(DIRECTIONS) From the line containing "Would you mind pointing at the black" to the end of the entries, return every line exactly, both ends included, and add nothing.

(Stored data)
--------------------

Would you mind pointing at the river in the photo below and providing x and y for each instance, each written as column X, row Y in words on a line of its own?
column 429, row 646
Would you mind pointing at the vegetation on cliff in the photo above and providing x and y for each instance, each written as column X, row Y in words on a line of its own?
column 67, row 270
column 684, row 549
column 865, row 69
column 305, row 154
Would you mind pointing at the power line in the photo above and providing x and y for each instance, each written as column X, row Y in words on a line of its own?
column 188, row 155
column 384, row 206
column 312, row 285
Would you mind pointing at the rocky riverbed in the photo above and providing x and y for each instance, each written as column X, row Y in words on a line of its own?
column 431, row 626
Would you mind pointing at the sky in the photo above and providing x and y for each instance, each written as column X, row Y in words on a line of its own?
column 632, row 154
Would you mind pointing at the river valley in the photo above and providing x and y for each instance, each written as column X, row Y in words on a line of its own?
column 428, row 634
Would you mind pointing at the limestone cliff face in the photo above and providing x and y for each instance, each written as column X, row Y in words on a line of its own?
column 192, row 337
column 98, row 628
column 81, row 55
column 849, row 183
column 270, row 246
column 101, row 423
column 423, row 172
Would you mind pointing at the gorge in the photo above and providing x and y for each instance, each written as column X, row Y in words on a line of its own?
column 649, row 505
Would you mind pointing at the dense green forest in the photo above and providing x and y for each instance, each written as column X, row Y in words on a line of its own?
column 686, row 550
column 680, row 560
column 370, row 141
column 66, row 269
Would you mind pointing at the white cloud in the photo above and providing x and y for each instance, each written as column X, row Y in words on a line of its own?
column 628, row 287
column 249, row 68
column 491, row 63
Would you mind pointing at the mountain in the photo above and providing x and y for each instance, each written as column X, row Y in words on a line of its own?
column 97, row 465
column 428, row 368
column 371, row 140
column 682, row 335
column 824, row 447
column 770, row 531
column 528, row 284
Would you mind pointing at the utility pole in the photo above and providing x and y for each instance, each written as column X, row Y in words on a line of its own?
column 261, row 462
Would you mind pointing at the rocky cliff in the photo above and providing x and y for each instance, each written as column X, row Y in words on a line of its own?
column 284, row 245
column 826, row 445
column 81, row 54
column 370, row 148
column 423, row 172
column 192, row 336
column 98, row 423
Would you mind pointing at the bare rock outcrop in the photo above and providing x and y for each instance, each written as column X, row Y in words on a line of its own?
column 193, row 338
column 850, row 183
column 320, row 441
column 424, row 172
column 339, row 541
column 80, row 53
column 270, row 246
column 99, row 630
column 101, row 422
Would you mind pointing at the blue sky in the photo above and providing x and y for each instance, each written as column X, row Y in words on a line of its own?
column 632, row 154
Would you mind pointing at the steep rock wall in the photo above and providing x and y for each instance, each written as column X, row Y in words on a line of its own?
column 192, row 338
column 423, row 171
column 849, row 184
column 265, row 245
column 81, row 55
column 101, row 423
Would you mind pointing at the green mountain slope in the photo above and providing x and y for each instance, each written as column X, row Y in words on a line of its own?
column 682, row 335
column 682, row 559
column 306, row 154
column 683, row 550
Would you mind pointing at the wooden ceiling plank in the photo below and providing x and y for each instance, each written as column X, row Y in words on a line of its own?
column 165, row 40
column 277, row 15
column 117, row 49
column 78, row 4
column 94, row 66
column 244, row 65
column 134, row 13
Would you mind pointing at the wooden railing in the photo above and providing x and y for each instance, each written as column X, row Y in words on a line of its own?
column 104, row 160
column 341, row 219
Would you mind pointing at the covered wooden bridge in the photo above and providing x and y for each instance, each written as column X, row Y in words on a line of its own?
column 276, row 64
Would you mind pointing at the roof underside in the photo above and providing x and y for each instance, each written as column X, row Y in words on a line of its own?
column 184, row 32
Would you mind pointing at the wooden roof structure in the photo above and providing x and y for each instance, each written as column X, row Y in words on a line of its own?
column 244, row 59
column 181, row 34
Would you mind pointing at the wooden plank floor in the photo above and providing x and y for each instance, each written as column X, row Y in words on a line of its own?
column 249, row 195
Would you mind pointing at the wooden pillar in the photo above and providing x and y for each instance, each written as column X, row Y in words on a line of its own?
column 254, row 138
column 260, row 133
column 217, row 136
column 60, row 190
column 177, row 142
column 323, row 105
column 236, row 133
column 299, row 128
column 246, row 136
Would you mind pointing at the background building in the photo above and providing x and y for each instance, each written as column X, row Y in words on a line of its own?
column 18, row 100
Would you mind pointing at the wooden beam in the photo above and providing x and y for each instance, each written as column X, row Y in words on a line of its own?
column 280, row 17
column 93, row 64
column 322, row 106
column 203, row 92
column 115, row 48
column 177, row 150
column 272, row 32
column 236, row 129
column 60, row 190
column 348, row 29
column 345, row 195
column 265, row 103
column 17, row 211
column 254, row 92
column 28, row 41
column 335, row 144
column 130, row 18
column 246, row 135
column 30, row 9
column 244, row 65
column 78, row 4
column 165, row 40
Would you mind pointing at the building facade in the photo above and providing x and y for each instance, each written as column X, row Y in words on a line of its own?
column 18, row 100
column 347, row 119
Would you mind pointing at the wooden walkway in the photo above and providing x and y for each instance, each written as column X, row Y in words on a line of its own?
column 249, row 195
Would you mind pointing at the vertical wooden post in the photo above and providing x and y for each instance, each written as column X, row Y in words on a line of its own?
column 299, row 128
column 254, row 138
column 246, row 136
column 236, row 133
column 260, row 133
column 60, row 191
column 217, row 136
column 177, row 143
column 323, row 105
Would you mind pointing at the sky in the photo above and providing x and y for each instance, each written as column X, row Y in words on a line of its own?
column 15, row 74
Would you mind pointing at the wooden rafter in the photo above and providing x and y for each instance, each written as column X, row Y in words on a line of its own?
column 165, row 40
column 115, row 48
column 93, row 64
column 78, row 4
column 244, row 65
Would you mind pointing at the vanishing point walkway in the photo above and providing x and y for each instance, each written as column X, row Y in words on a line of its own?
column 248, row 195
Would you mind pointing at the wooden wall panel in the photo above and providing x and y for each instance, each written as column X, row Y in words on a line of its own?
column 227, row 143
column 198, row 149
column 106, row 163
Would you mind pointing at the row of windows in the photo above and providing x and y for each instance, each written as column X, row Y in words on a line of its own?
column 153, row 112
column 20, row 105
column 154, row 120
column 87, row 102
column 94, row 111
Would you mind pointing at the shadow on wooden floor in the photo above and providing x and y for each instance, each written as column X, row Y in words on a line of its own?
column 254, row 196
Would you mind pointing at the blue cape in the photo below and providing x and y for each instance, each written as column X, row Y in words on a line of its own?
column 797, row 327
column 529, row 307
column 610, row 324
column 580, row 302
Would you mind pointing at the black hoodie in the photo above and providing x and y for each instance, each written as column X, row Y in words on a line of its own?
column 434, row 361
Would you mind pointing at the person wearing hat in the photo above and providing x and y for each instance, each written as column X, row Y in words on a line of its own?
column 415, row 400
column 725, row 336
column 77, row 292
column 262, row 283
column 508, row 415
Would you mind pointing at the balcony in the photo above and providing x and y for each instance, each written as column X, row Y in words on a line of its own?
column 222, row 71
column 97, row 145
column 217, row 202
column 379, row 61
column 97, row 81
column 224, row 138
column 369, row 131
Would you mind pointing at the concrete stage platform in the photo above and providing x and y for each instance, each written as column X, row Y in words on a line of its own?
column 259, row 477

--------------------

(ANSWER AREA)
Would you mind pointing at the black hoodie in the photo above and providing x and y for each instance, each written as column X, row Y in words on a line of its own?
column 434, row 361
Would you mind pointing at the person wearing hat in the photo above and providing x and y for each instance, each written as column X, row Y in words on a line of its own?
column 415, row 400
column 725, row 336
column 77, row 292
column 262, row 283
column 508, row 415
Would you mind pointing at the balcony in the photo above and providing x and y for each instance, each written as column X, row Y in words on a line of its own?
column 222, row 71
column 97, row 145
column 217, row 202
column 379, row 61
column 97, row 81
column 224, row 138
column 369, row 131
Would you mind pointing at the concrete stage platform in the photo above and providing x and y for each instance, each written as column X, row Y in words on a line of its own?
column 259, row 477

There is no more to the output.